_What is needed_: Make an exact copy of the records, with the images left out.

--- Data to use Enclosed Below ---

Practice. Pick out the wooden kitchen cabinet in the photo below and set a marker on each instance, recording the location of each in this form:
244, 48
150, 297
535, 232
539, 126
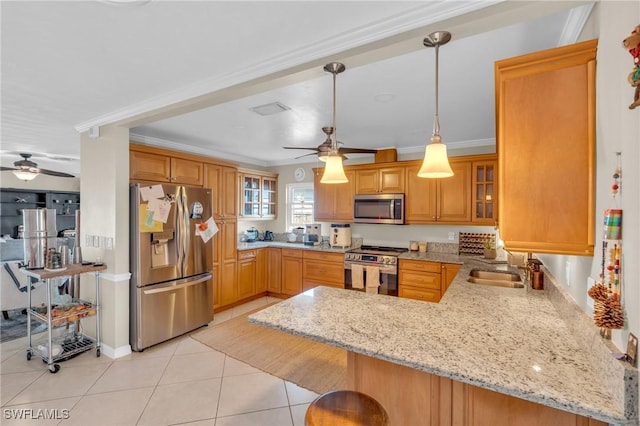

--- End of Enclosed Data to use ---

_Exercise solution_:
Practice. Pick out the wooden kitchen cabinet in the photo below and set a marker on each instance, recording the location of each in this form:
244, 48
150, 297
535, 232
539, 126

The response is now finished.